[Record excerpts]:
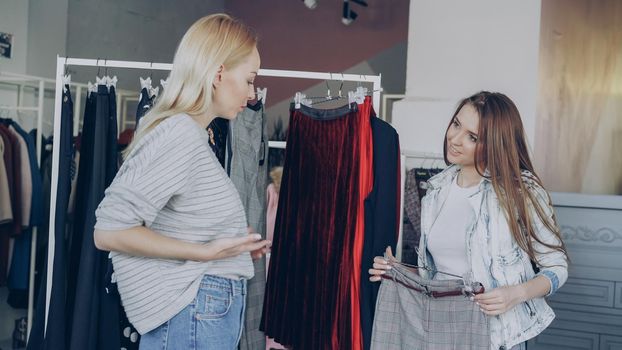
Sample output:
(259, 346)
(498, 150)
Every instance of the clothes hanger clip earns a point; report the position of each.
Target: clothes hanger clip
(261, 95)
(301, 99)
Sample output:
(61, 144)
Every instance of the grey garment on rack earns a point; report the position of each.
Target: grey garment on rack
(247, 166)
(411, 232)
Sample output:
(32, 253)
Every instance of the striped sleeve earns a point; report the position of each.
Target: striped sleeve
(155, 171)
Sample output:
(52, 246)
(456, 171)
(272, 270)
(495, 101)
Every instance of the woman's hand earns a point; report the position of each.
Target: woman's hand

[Task to complete]: Please transcribe every entry above exactly, leaving out any pictures.

[Expected output]:
Sample output:
(259, 346)
(498, 150)
Every instance of the clothes hanger clip earns a point; report the position of each.
Target: clothes hanger clip
(261, 95)
(301, 99)
Sample output:
(61, 144)
Every instance of the grey garment on rack earns a point; report the position of each.
Target: grey garment on rack
(247, 166)
(411, 232)
Sample output:
(32, 253)
Every instance of the striped sleeve earns a point; report the position of each.
Target: striped sleeve
(155, 171)
Sample output:
(52, 246)
(456, 171)
(272, 270)
(495, 101)
Every instance of the woman's hand earns a point; report the position of each.
Target: woman's hand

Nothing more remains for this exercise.